[Start Text excerpt]

That law of supply and demand is alive and well, continuing to pressure prices. “The median price of a home sold in January was $396,900, up 4.8% from the year before and the highest price ever for the month of January,” says Olick. “All four regions tracked by NAR saw price gains. About 15% of homes sold above list price, virtually unchanged from 16% in both the previous month and the year-earlier period.”
Yun adds, “More housing supply allows strongly qualified buyers to enter the market. But for many consumers, both increased inventory and lower mortgage rates are necessary for them to purchase a different home or become first-time homeowners.”
All-cash offers made up 29% of sales, a historically high number, but down from 32% the year before. First-time buyers are still struggling while accounting for 28% of sales — a share that is unchanged from a year ago but well below historical averages of about 40%.
Interestingly enough, home sales are faring significantly better at higher price points and falling at lower price points. For example, sales of homes priced between $100,000 and $250,000 dropped 1.2% year over year, while homes priced over $1 million rose nearly 27% from the year before.
But buyer traffic is reportedly weak, according to the nation’s Realtors. All hat. No cattle.

[End Text excerpt]
[Start Data]

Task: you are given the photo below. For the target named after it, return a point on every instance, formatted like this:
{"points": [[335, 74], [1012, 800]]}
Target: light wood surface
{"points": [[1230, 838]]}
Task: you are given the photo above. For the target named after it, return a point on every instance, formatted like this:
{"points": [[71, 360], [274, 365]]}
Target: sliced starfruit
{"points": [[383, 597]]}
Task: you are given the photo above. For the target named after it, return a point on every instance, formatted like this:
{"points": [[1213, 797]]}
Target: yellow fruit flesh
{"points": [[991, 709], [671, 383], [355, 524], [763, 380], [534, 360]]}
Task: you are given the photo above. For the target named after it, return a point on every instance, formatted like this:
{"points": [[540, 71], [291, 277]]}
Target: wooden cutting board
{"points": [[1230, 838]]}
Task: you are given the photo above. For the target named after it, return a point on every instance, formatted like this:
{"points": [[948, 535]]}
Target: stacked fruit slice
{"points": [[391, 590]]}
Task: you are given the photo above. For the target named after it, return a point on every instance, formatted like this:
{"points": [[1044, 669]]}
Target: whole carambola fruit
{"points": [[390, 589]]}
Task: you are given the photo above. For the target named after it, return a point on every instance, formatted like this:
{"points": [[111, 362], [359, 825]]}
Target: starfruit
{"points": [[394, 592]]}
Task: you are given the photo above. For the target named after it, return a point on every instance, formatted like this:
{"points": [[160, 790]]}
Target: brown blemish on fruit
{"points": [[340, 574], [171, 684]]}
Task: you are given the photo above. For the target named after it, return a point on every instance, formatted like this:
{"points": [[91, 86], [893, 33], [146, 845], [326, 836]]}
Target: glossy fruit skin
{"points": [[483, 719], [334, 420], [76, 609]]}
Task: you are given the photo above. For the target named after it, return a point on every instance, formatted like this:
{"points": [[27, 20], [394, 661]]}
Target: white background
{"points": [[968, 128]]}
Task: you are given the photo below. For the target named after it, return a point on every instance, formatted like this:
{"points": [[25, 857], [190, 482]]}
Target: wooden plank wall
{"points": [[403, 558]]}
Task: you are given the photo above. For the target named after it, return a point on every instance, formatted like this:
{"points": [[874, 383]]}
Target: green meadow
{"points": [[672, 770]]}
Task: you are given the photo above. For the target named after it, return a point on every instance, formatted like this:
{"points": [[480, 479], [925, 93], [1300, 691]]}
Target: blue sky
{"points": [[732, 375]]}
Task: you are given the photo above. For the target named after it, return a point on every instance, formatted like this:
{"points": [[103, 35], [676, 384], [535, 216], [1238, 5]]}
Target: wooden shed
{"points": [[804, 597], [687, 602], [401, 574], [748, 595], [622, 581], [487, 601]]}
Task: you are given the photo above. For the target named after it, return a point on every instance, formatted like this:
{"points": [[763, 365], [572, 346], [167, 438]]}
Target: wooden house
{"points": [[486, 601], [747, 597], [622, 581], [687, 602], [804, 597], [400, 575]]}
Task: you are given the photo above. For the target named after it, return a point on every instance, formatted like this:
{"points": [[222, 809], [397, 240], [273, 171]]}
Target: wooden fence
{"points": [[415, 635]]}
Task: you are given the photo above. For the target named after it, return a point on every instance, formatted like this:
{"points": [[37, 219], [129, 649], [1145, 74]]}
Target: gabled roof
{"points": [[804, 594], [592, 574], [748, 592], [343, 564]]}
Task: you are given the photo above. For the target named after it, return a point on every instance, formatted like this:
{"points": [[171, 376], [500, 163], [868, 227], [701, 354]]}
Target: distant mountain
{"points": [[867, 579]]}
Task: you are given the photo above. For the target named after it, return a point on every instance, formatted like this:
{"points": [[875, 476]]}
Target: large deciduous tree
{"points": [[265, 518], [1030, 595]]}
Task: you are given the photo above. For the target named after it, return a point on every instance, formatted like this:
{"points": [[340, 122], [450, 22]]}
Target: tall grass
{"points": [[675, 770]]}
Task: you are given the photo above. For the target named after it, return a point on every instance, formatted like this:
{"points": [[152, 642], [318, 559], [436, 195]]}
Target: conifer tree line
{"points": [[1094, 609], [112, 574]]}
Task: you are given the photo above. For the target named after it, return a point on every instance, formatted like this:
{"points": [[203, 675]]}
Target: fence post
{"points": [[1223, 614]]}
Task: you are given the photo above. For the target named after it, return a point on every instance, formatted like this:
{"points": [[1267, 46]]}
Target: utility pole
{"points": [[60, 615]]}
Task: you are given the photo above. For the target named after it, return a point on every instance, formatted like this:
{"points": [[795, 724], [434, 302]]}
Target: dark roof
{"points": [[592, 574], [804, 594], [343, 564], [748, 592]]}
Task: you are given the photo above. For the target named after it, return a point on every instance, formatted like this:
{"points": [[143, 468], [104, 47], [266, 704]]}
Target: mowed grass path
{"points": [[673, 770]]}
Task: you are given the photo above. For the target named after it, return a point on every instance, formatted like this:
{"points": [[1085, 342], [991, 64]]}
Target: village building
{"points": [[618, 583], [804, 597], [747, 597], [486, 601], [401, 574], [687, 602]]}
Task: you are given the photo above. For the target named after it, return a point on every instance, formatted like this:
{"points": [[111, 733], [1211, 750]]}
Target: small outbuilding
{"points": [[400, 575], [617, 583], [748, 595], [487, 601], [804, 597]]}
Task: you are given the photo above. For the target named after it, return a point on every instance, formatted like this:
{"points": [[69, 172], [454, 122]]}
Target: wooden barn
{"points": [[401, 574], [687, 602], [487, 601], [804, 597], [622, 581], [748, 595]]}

[End Data]

Jobs:
1. Summarize the housing market text in two sentences.
2. Write out everything from "Interestingly enough, home" down to "from the year before." in the housing market text, substituting "fell" for "dropped".
3. According to the housing market text, what share of sales were all-cash offers?
The rows have no connection to the housing market text.

Outputs by task:
1. The median price of a home sold in January was $396,900, up 4.8% from the year before and the highest ever for January, and all four regions tracked saw price gains. Sales of homes over $1 million rose nearly 27% while sales between $100,000 and $250,000 dropped 1.2%, and first-time buyers accounted for 28% of sales, well below the historical average of about 40%.

2.
Interestingly enough, home sales are faring significantly better at higher price points and falling at lower price points. For example, sales of homes priced between $100,000 and $250,000 fell 1.2% year over year, while homes priced over $1 million rose nearly 27% from the year before.

3. All-cash offers made up 29% of sales, down from 32% the year before.